- **Document text**
Chinsio-Kwong also strongly recommended face coverings for health care establishments, jails and facilities for the elderly, the homeless and long-term care patients. Face masks are also strongly recommended for visitors, residents and staff at skilled nursing facilities if there is an outbreak.

Those infected with the virus are no longer ordered to isolate for five days, but it remains strongly recommended. It is OK to discontinue isolating after five days if symptoms have improved and there is no fever without medication to reduce a fever, but wearing a face mask is strongly recommended for those recuperating for 10 days.

Chinsio-Kwong also said studies continue to show that the bivalent booster shots protect against serious illness as well as long COVID.

Andrew Noymer, a UC Irvine professor of population health and disease prevention, told City News Service the key metric he is keeping an eye on is the number of intensive care unit patients with the virus because public testing data is so scant it is difficult to gauge infection rates.

“We’re in the new dark ages of COVID data because nobody’s testing, etc.,” Noymer said. Or, if they are, it’s being done privately at home and the results go unreported.

“That’s why I’m looking at the ICU number right now,” he said. “But it’s moving in the right direction, but painfully slowly.”

The number of intensive care unit patients with the virus has remained relatively stable so far this year, but it’s not the same people in the hospital as it is logged each week in the county, Noymer said.

“Some go from the ICU to the funeral parlor,” he said. “It’s not the same 19 people each week. But, to be fair, some people leave the ICU and go back home too.”

The number of patients hospitalized with COVID-19 infections stood at 121 as of Wednesday, the OC Health Care Agency reported on Thursday. That was down from 147 on March 15. The number of ICU patients dipped from 21 to 19.

The county logged 21 more fatalities, boosting the overall death toll to 8,009.

Of those fatalities, 15 occurred this month, boosting the death toll so far to 22. Five of the fatalities occurred in February, increasing last month’s death toll to 49.

Another fatality happened in January, increasing that month’s death toll to 119.

“COVID is a significant cause of death for people over 65,” Noymer said. “That’s something people need to on-board.”

Overall, Noymer said he was “cautiously optimistic” about the trends.

- **What to do**
Translate this sentence from the COVID report into Spanish: "Overall, Noymer said he was “cautiously optimistic” about the trends."

[Data for pointing to things described in words]

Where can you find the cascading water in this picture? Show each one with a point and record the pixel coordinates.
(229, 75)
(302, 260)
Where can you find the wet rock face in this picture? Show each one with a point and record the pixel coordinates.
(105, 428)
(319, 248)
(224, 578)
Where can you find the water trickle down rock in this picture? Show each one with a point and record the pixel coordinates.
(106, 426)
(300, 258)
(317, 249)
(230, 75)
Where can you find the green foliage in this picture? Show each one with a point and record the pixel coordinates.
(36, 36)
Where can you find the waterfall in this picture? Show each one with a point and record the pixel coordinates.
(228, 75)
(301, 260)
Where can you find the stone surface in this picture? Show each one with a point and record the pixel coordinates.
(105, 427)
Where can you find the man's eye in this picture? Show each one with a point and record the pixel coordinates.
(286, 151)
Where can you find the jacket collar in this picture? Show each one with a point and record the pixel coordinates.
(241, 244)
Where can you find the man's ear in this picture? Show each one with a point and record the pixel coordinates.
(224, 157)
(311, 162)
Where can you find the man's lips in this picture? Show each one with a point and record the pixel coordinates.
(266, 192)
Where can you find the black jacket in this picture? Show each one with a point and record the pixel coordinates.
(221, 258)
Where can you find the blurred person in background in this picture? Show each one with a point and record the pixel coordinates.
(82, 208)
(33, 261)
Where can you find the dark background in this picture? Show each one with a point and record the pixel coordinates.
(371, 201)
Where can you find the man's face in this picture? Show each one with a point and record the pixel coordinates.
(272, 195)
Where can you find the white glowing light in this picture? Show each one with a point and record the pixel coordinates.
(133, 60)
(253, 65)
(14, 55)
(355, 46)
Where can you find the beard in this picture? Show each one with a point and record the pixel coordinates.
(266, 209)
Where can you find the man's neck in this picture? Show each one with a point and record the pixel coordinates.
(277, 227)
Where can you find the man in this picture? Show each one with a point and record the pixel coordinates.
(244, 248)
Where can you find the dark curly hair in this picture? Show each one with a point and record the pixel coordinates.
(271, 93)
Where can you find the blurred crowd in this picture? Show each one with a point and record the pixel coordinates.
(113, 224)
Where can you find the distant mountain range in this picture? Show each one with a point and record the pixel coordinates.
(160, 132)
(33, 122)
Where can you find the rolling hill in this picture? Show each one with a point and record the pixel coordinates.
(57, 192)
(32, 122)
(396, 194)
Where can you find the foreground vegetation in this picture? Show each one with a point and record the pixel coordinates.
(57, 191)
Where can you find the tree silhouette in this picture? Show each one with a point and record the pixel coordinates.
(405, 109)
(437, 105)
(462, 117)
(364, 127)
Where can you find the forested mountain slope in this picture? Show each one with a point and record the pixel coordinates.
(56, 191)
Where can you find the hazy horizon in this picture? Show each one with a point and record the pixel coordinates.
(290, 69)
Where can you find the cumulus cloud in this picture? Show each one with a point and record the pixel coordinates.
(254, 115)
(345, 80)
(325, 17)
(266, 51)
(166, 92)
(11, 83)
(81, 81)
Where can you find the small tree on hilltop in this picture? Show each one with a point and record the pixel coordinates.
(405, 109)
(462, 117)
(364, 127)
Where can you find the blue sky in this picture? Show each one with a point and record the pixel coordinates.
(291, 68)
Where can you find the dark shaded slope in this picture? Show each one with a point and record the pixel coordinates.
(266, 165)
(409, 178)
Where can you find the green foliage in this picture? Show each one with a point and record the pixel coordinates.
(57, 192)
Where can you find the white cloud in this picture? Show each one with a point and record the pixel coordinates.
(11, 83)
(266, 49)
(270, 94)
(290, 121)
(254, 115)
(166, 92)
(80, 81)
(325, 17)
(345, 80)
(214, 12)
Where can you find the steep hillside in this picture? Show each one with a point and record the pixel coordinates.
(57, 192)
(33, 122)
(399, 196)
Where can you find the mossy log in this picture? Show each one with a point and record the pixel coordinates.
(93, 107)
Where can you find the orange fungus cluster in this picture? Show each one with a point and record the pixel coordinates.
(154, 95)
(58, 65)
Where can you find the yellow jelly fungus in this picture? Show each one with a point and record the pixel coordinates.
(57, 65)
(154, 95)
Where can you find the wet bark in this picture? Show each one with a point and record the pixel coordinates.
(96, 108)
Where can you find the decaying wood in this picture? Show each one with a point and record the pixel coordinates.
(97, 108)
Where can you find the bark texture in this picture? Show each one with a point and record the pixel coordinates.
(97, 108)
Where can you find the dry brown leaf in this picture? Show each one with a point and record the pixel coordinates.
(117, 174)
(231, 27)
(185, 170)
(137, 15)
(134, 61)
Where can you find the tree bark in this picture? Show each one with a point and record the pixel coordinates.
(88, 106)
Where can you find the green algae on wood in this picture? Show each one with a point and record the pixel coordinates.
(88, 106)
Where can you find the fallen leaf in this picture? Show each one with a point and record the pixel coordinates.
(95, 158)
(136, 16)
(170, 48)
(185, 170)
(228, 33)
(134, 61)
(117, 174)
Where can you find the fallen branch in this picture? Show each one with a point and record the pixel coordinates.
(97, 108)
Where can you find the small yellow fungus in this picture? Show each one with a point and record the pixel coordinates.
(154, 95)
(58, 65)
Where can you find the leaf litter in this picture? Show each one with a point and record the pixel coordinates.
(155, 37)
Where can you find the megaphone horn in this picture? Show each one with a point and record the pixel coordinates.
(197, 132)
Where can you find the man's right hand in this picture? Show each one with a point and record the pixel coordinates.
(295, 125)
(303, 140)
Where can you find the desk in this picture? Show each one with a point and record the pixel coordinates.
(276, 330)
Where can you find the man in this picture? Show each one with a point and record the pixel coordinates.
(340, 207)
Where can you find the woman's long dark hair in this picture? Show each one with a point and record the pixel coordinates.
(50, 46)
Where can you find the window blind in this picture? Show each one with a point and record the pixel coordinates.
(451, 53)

- **Completed exercise**
En general, Noymer dijo que se sentía “cautelosamente optimista” sobre las tendencias.